**WORK INSTRUCTIONS:** Output every line below as it stands, dropping only the images.
*** GIVEN DATA ***
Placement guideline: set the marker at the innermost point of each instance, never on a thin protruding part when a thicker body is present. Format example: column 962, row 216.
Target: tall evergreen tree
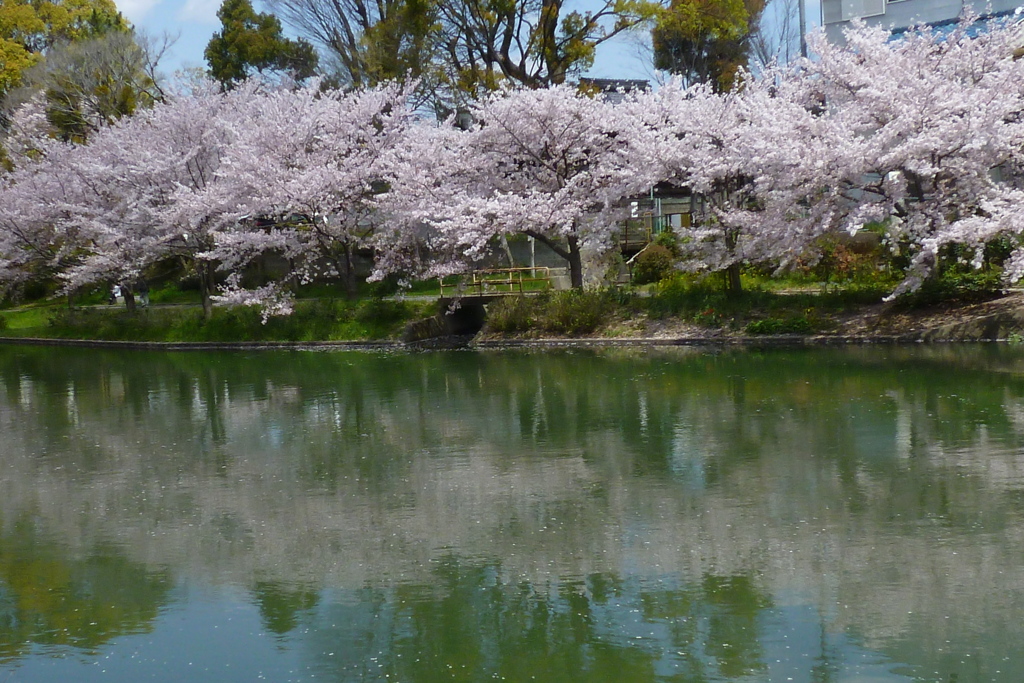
column 707, row 41
column 251, row 41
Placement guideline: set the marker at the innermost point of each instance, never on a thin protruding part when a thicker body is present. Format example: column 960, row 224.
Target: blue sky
column 196, row 20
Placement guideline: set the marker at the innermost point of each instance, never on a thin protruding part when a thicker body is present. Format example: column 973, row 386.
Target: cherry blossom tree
column 308, row 168
column 551, row 164
column 928, row 122
column 142, row 182
column 750, row 158
column 35, row 200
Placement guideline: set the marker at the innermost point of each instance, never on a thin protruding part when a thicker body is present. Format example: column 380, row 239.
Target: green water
column 825, row 516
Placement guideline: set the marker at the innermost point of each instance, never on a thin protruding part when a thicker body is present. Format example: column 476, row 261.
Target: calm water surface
column 826, row 516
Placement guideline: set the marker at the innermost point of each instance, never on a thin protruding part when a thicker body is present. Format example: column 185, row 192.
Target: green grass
column 325, row 319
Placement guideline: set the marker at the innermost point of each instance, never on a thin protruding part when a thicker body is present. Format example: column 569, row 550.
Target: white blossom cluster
column 923, row 136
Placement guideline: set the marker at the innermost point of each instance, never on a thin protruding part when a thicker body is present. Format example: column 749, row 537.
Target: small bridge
column 491, row 284
column 462, row 305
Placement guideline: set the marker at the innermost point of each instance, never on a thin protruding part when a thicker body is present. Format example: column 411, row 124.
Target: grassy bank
column 687, row 305
column 323, row 319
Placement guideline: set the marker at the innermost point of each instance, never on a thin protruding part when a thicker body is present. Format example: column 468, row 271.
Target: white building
column 837, row 14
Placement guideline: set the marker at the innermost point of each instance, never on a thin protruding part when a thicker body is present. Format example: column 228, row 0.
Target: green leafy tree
column 88, row 84
column 707, row 41
column 251, row 41
column 367, row 42
column 536, row 43
column 30, row 28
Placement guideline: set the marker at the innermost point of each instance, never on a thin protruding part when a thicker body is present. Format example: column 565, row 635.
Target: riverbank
column 997, row 319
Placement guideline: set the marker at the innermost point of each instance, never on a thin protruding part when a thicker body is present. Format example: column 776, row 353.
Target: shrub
column 960, row 285
column 777, row 326
column 514, row 313
column 652, row 264
column 576, row 311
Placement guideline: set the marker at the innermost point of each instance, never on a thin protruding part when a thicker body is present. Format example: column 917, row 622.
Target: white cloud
column 136, row 10
column 201, row 11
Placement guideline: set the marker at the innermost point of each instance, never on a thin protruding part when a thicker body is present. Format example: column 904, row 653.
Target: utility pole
column 803, row 27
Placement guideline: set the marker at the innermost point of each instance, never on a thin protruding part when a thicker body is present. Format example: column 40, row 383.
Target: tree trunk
column 129, row 298
column 571, row 255
column 576, row 263
column 350, row 289
column 733, row 285
column 205, row 271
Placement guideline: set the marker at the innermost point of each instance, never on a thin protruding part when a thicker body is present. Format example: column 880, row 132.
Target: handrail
column 498, row 282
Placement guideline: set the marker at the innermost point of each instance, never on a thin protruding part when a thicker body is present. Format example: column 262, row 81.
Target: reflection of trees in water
column 47, row 598
column 472, row 624
column 882, row 482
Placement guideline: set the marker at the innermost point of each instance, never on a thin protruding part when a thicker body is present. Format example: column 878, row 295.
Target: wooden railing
column 498, row 282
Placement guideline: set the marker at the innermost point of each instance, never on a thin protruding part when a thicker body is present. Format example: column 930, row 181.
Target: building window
*** End of GIVEN DATA ***
**REPLY TO THE EXERCISE:**
Placement guideline: set the marker at the innermost point of each instance, never on a thin protruding part when a thicker body is present. Format example: column 962, row 216.
Target: tall evergreen tree
column 707, row 41
column 251, row 41
Placement guideline: set the marker at the innermost point of each instance, never on a thin protruding part when a thicker body is present. Format example: column 960, row 224.
Target: blue sky
column 196, row 20
Placement guideline: set the marker at the innermost point of each instance, never on a thin protruding part when a thicker body is present. Format example: column 973, row 386.
Target: cherry blossom tree
column 308, row 168
column 551, row 164
column 928, row 122
column 142, row 182
column 750, row 158
column 35, row 200
Placement guideline: set the marker at the innermost point of each instance, never on a thin protruding part when a thicker body is present. Format example: column 380, row 239.
Target: green water
column 825, row 516
Placement guideline: set the marker at the innermost point of each instance, never on a thin protruding part when a thicker body is present. Format example: column 476, row 261.
Target: calm water surface
column 826, row 516
Placement guideline: set the marker at the innermost point of each instance, never on a thin protruding part when a thicker body is present. Format example: column 185, row 192.
Target: green grass
column 325, row 319
Placement guideline: set the marker at the innermost point of each instance, never on a thin protruding part when a thicker body is present. Format example: column 569, row 550.
Target: white blossom cluster
column 923, row 136
Placement guideline: set the marker at the innermost point of each instance, never on a thin protruding part when a thicker body is present. Format example: column 749, row 537.
Target: small bridge
column 491, row 284
column 462, row 305
Placement guideline: set the marker at the innermost point of each instance, never on a thin protruding part when a thicker body is present. Format example: column 411, row 124.
Target: grassy bank
column 687, row 305
column 323, row 319
Placement guideline: set the marker at the innermost point of each instance, never on a thin protruding part when a thicker body is present. Format example: column 468, row 271.
Target: white building
column 837, row 14
Placement guideline: set the marker at the innermost point of each instance, never on a thin protruding part when a thicker body is present. Format example: column 228, row 0.
Target: green leafy tree
column 88, row 84
column 707, row 41
column 251, row 41
column 367, row 42
column 536, row 43
column 30, row 28
Placement guideline: set the marker at the innermost point of each instance, never on a thin protruding part when a thicker body is present. Format example: column 565, row 635.
Target: riverbank
column 997, row 319
Placement guideline: set the marker at the innermost point of each instance, never on a thin protruding part when a thicker body is present. Format example: column 776, row 353.
Target: shrub
column 960, row 285
column 777, row 326
column 514, row 313
column 652, row 264
column 576, row 311
Placement guideline: set the marker at the innermost point of each instance, never on a thin protruding part when a thicker body is present. Format example: column 917, row 622.
Target: white cloud
column 136, row 10
column 201, row 11
Placement guideline: set the marker at the innermost point of each instance, never on a thin protruding part when a thicker body is present. Format example: column 904, row 653.
Target: utility pole
column 803, row 27
Placement guideline: set the marker at the innermost point of each instance, never on a thin protruding part when a thicker body is present. Format example: column 40, row 383.
Target: tree trunk
column 129, row 298
column 571, row 255
column 576, row 263
column 350, row 289
column 733, row 285
column 205, row 271
Placement guideline: set the marker at the innermost point of each instance, never on a thin protruding part when a thicker body is present. Format example: column 880, row 132.
Target: handrail
column 498, row 282
Placement guideline: set the marker at the innermost point of each instance, never on a thin protruding part when a thicker body is present. Format example: column 262, row 81.
Target: reflection of trees in water
column 47, row 598
column 472, row 624
column 882, row 482
Placement guideline: set the marker at the innermost point of each instance, never on a thin protruding part when a thicker body is present. Format example: column 878, row 295.
Target: wooden railing
column 498, row 282
Placement guideline: set the marker at the innermost point of each instance, never on a thin protruding part when a thicker body is present. Format example: column 930, row 181.
Target: building window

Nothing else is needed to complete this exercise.